AIM OF THE EXERCISE:
Pick out every line in the entries below that contains the string "grass", and copy each one unchanged.

-- BEGIN --

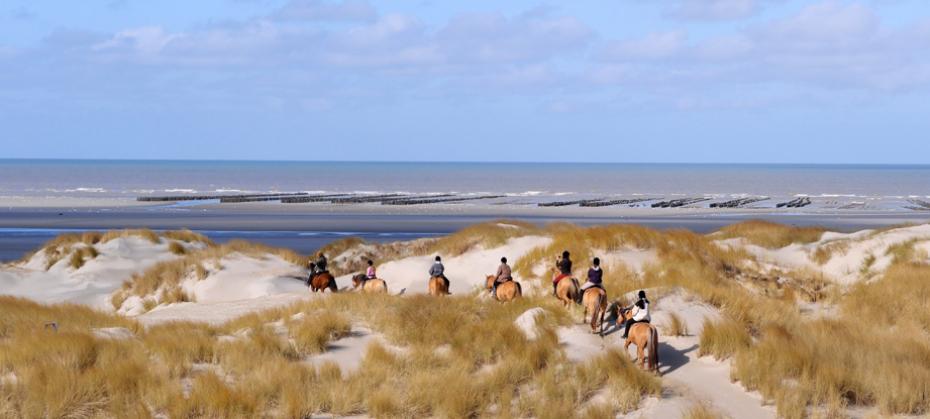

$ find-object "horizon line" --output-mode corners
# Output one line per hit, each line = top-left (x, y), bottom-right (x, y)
(0, 157), (930, 166)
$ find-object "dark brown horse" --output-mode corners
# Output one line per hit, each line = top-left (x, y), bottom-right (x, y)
(352, 274), (387, 294)
(612, 303), (659, 374)
(581, 287), (607, 336)
(485, 275), (523, 303)
(310, 272), (338, 292)
(429, 276), (449, 297)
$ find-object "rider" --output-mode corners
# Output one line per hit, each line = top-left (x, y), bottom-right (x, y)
(316, 252), (328, 274)
(491, 257), (513, 297)
(429, 256), (449, 290)
(365, 259), (378, 279)
(307, 261), (316, 286)
(552, 250), (572, 297)
(581, 258), (604, 292)
(623, 290), (652, 339)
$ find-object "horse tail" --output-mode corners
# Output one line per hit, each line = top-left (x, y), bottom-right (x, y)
(591, 293), (606, 336)
(649, 325), (659, 374)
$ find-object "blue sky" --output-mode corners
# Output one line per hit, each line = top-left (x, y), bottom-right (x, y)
(0, 0), (930, 163)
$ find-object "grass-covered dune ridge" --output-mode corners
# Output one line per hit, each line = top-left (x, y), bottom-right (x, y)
(0, 221), (930, 418)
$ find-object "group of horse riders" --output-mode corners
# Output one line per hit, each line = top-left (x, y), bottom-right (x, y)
(308, 250), (651, 338)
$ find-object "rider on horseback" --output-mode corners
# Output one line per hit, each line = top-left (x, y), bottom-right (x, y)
(491, 257), (513, 297)
(623, 290), (652, 339)
(581, 258), (604, 292)
(316, 252), (329, 274)
(552, 250), (572, 297)
(429, 256), (449, 289)
(365, 259), (378, 279)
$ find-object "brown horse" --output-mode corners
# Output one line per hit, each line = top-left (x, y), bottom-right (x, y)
(612, 303), (659, 374)
(553, 274), (581, 308)
(485, 275), (523, 303)
(352, 274), (387, 294)
(581, 287), (607, 336)
(429, 276), (449, 297)
(310, 272), (338, 292)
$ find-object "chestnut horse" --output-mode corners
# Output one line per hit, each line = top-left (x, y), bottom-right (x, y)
(352, 274), (387, 294)
(581, 287), (607, 336)
(552, 269), (581, 308)
(429, 276), (449, 297)
(611, 303), (659, 374)
(485, 275), (523, 303)
(310, 272), (338, 292)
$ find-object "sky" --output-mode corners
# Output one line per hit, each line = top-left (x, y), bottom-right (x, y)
(0, 0), (930, 164)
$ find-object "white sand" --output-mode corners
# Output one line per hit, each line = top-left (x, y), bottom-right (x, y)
(358, 236), (551, 294)
(183, 253), (307, 303)
(719, 224), (930, 285)
(0, 237), (200, 310)
(0, 225), (930, 418)
(306, 325), (385, 374)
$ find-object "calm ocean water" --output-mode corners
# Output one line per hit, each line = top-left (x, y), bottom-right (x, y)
(0, 160), (930, 198)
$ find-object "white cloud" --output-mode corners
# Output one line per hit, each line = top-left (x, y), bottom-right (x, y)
(666, 0), (762, 20)
(273, 0), (378, 22)
(600, 31), (687, 61)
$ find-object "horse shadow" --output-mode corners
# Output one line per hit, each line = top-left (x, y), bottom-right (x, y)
(659, 341), (698, 374)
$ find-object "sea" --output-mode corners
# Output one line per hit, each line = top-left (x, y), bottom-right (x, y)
(0, 159), (930, 199)
(0, 159), (930, 261)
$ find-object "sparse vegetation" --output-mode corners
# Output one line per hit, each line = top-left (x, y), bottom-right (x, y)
(110, 240), (305, 310)
(698, 319), (752, 359)
(664, 313), (688, 336)
(0, 222), (930, 418)
(681, 401), (724, 419)
(168, 241), (187, 255)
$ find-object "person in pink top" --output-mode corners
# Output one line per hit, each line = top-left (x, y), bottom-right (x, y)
(365, 259), (377, 279)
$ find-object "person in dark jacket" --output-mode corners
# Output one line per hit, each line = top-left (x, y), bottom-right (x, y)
(552, 250), (572, 297)
(429, 256), (449, 289)
(581, 258), (604, 292)
(491, 257), (513, 297)
(623, 290), (652, 339)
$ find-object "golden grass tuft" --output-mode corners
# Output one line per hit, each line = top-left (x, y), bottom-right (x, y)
(289, 311), (352, 355)
(161, 228), (214, 246)
(168, 241), (187, 256)
(698, 319), (752, 359)
(719, 220), (825, 249)
(110, 240), (304, 309)
(664, 313), (689, 336)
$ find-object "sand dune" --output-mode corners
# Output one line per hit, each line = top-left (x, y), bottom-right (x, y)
(0, 225), (930, 417)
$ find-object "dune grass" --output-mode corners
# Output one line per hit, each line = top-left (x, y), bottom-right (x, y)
(663, 313), (689, 336)
(0, 294), (661, 418)
(20, 229), (213, 270)
(110, 240), (306, 309)
(7, 223), (930, 418)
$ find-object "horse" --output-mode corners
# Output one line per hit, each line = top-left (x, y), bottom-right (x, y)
(552, 271), (581, 308)
(581, 287), (607, 336)
(485, 275), (523, 303)
(611, 302), (659, 375)
(352, 274), (387, 294)
(429, 276), (449, 297)
(310, 272), (338, 292)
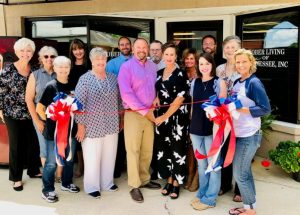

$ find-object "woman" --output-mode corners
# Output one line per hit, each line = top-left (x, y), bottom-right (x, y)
(69, 39), (90, 177)
(229, 49), (271, 215)
(182, 48), (199, 192)
(37, 56), (80, 203)
(25, 46), (57, 167)
(75, 48), (121, 198)
(0, 38), (41, 191)
(154, 43), (189, 199)
(0, 54), (3, 74)
(190, 53), (227, 210)
(217, 35), (242, 202)
(182, 48), (199, 81)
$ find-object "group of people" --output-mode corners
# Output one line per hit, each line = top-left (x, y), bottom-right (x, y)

-- END --

RESULT OF THE TASK:
$ find-object "grass-covered dune ridge" --output-mode corners
$ find-object "golden grass tuft" --output-mode corners
$ find-object "dune grass" --output-mode corners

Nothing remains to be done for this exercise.